- _Action item_:
Filter these records by the string "provide", copying each line that holds it.

——————————

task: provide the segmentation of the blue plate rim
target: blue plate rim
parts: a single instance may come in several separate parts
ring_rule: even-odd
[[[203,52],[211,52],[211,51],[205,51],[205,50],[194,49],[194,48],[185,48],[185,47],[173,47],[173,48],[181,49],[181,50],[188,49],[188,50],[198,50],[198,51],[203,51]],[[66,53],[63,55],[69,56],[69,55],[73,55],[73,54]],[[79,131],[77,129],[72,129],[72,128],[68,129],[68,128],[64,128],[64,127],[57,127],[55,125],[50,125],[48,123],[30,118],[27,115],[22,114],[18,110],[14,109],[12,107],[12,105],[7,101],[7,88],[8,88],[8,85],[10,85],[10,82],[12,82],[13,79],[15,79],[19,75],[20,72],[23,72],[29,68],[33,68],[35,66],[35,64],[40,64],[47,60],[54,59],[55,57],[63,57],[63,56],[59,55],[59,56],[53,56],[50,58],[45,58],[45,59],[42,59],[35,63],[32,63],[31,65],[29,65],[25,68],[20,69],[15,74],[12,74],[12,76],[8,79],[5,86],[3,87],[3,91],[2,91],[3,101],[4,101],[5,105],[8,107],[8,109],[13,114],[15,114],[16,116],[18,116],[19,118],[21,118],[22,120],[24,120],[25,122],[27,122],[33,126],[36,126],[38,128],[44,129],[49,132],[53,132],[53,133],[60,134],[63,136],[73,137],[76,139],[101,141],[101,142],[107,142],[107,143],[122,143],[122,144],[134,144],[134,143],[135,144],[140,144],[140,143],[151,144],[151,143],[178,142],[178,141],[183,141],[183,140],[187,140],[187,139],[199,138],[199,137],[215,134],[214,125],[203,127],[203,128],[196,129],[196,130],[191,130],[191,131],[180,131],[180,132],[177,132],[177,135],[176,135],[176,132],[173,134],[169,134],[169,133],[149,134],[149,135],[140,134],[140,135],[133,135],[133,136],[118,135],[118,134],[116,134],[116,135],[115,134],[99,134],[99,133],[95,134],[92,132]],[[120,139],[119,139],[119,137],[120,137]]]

——————————

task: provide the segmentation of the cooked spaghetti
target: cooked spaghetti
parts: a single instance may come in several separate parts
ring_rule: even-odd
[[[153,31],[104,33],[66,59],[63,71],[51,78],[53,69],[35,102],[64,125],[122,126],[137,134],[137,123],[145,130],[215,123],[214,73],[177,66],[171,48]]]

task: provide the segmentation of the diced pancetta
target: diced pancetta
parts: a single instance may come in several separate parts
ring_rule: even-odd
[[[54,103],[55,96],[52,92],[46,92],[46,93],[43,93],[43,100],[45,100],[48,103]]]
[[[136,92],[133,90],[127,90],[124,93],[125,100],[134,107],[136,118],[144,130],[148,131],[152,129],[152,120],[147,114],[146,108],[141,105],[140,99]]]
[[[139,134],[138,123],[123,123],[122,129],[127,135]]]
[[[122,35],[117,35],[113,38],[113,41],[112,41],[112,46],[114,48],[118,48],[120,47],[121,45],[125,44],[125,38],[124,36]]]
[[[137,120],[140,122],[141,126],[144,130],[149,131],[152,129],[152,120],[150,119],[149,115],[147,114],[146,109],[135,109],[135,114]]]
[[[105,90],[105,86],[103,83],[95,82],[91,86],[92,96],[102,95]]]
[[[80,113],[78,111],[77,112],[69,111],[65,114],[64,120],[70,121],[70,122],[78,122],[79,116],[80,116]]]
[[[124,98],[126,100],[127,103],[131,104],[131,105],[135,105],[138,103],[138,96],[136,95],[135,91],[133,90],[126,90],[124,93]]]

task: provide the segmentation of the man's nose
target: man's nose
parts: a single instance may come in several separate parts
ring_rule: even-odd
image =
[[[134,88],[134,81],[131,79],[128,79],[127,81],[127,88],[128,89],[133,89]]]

——————————

- _Result_:
task: provide the segmentation of the blue plate rim
task: provide the segmentation of the cooked spaghetti
task: provide the segmentation of the diced pancetta
task: provide the segmentation of the man's nose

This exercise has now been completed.